▶ REQUIRED WORK: Copy out, exactly as written, only the line containing "the red flag" and the lines after it through the end of the records.
────────
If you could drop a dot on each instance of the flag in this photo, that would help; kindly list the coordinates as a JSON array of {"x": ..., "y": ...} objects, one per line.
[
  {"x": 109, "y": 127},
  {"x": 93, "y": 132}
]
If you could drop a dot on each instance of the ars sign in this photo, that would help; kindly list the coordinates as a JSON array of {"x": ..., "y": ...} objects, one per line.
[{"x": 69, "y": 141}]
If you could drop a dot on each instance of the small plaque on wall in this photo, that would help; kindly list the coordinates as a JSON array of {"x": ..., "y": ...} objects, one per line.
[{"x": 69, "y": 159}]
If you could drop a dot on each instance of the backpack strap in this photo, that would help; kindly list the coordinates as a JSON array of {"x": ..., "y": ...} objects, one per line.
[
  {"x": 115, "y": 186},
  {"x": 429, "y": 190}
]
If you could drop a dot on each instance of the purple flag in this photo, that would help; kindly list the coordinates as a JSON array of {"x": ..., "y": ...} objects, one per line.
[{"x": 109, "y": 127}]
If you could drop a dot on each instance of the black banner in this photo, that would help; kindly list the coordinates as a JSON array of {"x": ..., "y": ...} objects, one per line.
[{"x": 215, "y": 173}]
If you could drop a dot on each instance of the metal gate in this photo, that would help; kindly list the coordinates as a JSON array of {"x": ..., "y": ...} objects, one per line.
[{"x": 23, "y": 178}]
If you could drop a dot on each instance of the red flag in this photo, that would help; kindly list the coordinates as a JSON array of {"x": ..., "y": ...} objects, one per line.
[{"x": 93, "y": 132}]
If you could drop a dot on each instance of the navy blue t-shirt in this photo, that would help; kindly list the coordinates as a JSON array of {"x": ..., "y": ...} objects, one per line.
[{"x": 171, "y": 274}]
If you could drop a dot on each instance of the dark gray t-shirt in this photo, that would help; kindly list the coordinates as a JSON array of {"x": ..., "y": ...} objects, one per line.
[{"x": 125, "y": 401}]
────────
▶ RESPONSE:
If you could drop a dot on each instance of the red flag in this photo, that would help; kindly list the coordinates as a JSON array of {"x": ..., "y": ...} objects, one per line.
[{"x": 93, "y": 132}]
If you could drop a dot on each instance of the navy blue t-shirt in this photo, that would help; kindly list the coordinates as a JSON array of {"x": ..., "y": ...} objects, one per line.
[{"x": 171, "y": 274}]
If you could drop a dot on each instance of the dark gray t-shirt in this photo, that would help; kindly list the coordinates as a JSON array of {"x": ..., "y": ...} objects, one per line.
[{"x": 125, "y": 401}]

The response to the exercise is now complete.